Show each line of the entries below in which the word "paper" appears.

++++ Exercise data

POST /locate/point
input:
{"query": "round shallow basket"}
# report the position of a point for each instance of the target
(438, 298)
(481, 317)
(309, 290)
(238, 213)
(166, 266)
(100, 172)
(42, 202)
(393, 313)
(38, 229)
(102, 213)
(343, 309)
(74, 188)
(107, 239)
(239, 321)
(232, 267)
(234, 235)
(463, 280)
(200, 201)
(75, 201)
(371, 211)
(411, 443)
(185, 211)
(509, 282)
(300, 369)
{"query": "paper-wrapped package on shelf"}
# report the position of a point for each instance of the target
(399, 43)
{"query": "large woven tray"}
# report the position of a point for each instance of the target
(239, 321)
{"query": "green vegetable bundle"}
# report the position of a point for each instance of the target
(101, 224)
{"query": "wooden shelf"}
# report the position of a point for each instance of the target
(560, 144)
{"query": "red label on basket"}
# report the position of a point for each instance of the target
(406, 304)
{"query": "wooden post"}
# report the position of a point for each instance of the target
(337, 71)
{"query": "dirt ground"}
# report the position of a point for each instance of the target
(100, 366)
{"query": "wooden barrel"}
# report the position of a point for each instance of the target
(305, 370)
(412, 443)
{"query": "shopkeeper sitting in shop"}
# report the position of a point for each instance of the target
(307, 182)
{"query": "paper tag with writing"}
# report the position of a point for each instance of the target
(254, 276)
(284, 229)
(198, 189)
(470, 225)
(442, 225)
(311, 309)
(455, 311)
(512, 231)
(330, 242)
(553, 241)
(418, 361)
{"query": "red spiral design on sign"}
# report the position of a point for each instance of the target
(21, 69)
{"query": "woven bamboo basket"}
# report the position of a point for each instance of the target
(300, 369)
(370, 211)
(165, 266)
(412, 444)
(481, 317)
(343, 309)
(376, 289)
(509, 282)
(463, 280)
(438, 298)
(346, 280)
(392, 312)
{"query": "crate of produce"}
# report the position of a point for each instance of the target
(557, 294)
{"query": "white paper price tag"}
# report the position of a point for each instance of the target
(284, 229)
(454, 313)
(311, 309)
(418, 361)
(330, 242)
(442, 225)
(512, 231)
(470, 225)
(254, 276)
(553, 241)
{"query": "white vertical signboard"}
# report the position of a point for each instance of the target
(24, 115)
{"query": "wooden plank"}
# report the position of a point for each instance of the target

++++++++

▶ Response area:
{"query": "paper-wrapped package on shelf"}
{"query": "paper tag with writing"}
{"query": "white paper price tag"}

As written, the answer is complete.